━━━ Provided text
= Link 4 =

Link 4 is a non-secure data link used for providing vector commands to USAF and other NATO fighter aircraft. It is a netted, time division link operating in the UHF band at 5,000 bits per second. There are 2 separate "Link 4s": Link 4A and Link 4C.

Link 4A TADIL C is one of several Tactical Data Links now in operation in the United States Armed Services and forces of the North Atlantic Treaty Organization (NATO). Link-4A plays an important role by providing digital surface-to-air, air-to-surface, and air-to-air tactical communications. Originally designated Link-4, this link was designed to replace voice communications for the control of tactical aircraft. The use of Link-4 has since been expanded to include communication of digital data between surface and airborne platforms. First installed in the late 1950s, Link-4A has achieved a reputation for being reliable. But Link-4A's transmissions are not secure, nor are they jam-resistant. However, Link-4A is easy to operate and maintain without serious or long-term connectivity problems.
━━━━━━
━━━ Entries provided
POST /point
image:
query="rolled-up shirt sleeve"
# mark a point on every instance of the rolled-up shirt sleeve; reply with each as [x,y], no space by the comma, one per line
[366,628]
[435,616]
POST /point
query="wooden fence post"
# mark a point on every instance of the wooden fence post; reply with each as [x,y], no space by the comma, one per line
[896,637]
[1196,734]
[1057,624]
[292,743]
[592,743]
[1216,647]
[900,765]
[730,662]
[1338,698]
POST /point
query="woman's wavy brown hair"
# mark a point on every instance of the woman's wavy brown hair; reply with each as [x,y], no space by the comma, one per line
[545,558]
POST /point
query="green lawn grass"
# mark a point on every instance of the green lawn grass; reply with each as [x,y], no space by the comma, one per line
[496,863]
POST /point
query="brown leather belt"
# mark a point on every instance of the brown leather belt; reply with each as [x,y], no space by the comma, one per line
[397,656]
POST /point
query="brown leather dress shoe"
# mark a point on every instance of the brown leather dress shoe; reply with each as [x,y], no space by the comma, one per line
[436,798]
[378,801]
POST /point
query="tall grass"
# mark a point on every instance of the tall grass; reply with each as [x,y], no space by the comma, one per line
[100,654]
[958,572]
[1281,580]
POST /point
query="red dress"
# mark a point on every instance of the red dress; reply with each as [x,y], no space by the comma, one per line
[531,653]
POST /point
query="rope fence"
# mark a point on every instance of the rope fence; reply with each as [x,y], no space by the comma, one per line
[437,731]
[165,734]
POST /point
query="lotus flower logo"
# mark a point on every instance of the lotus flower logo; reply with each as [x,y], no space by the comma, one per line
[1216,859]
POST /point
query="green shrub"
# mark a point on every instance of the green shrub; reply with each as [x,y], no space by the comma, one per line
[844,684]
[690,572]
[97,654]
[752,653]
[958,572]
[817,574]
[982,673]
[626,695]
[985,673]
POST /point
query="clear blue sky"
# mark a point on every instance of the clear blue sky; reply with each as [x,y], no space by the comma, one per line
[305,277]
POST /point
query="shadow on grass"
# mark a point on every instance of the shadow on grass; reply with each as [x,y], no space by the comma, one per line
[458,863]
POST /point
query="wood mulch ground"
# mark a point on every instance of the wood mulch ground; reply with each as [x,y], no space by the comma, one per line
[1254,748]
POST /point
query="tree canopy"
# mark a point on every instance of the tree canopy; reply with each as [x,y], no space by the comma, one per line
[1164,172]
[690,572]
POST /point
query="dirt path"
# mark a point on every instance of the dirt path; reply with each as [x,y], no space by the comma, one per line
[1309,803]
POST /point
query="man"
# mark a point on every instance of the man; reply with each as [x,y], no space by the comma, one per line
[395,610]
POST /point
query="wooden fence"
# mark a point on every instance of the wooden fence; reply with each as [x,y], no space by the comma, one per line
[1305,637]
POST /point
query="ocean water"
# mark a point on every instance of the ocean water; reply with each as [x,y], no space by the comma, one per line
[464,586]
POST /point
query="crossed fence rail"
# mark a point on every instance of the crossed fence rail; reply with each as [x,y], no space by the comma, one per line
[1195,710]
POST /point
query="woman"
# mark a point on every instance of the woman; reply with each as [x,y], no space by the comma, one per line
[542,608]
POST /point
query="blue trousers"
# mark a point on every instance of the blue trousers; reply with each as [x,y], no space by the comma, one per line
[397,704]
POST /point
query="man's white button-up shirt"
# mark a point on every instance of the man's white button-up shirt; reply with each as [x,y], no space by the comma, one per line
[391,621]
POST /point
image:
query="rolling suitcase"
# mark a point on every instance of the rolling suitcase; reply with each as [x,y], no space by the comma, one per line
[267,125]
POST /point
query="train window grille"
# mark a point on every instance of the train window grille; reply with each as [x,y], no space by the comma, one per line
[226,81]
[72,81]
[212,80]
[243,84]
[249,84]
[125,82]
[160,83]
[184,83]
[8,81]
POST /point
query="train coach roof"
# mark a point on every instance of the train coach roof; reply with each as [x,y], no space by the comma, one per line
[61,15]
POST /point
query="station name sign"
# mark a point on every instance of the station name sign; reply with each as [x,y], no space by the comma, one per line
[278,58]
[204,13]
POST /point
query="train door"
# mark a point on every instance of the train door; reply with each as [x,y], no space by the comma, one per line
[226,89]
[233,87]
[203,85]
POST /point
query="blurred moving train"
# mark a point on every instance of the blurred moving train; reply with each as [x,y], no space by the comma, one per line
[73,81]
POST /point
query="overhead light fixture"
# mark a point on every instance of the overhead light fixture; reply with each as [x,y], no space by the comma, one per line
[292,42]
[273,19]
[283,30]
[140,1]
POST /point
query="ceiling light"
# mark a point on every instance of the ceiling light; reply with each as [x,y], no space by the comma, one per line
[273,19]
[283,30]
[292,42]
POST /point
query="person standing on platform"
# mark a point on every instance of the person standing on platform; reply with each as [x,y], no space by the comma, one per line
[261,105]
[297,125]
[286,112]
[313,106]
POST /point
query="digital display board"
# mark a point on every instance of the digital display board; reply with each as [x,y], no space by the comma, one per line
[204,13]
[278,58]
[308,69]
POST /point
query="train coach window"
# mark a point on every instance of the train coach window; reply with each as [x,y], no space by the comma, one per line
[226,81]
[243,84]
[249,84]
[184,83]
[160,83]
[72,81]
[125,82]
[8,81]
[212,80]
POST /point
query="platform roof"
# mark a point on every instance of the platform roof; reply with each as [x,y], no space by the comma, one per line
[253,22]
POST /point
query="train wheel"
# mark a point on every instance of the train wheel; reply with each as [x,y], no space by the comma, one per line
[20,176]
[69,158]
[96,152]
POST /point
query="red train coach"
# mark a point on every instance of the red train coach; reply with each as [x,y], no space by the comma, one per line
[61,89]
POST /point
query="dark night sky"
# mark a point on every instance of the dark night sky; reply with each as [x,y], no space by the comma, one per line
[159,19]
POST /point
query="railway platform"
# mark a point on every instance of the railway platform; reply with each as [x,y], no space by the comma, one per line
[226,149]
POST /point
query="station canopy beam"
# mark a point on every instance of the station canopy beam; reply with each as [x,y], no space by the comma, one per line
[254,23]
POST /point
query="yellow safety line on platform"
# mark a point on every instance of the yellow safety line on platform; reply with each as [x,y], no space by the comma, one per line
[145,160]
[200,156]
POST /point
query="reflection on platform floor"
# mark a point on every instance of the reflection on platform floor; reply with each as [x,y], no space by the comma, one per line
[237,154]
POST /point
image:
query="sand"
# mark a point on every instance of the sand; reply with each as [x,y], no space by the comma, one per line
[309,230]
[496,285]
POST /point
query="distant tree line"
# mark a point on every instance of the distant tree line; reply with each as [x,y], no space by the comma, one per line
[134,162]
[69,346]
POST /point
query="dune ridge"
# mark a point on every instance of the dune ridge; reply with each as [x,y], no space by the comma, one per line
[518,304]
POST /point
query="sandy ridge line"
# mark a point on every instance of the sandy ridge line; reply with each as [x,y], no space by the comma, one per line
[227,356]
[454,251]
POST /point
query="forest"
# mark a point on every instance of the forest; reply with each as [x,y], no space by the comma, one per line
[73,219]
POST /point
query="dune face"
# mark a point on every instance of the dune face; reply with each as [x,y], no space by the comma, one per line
━━━━━━
Objective –
Please answer these questions using the Link 4 text:
1. At what rate does Link 4 operate?
2. What was Link-4A designed to replace?
3. When was Link-4A first installed?

Response to the exercise –
1. 5,000 bits per second
2. Voice communications for the control of tactical aircraft
3. In the late 1950s